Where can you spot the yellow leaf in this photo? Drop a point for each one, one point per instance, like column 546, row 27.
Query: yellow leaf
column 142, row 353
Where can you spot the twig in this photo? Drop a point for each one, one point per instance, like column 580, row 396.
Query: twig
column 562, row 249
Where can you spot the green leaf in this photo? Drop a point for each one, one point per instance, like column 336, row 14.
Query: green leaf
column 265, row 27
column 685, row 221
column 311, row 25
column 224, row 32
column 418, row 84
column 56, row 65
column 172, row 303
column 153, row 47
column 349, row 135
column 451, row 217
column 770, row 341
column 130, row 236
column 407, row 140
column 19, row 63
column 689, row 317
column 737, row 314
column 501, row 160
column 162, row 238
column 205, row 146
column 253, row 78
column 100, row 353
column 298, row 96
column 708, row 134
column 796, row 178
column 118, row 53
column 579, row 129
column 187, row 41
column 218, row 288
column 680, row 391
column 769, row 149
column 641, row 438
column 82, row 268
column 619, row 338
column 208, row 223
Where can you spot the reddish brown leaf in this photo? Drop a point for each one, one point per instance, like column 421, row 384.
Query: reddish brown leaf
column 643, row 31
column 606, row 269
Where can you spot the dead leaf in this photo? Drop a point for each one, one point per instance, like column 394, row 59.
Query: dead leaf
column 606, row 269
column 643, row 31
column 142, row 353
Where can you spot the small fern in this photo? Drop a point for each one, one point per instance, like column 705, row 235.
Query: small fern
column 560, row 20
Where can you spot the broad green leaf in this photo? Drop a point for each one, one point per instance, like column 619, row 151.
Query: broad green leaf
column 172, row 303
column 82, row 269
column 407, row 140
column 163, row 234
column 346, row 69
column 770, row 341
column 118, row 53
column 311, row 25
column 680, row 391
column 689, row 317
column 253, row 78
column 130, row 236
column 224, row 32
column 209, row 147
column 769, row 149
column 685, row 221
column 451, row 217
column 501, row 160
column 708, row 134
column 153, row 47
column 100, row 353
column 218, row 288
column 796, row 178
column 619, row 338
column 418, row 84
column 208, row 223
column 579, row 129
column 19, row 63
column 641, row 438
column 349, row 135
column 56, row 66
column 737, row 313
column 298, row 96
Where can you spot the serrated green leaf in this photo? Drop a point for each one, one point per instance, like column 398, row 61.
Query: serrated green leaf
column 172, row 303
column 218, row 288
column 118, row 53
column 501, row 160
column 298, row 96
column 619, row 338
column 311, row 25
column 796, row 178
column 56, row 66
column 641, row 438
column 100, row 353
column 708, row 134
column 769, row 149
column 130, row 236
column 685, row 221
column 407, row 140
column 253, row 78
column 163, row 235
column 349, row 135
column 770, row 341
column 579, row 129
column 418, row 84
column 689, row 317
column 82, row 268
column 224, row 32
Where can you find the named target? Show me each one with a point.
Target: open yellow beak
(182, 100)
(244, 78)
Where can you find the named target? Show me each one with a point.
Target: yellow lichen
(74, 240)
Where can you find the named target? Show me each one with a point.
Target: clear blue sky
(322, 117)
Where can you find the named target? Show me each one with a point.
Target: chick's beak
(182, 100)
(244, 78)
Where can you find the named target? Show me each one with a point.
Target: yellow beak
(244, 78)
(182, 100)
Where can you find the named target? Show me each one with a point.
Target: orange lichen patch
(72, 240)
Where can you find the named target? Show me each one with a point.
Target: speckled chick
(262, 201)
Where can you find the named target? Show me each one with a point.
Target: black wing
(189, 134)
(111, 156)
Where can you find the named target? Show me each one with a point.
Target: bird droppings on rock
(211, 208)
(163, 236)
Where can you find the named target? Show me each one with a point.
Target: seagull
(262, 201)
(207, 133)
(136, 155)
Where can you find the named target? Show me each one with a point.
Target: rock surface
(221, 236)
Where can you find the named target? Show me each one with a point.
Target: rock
_ _ _ _ _
If a line in the records holds the string "instance", count it, and give only the total.

8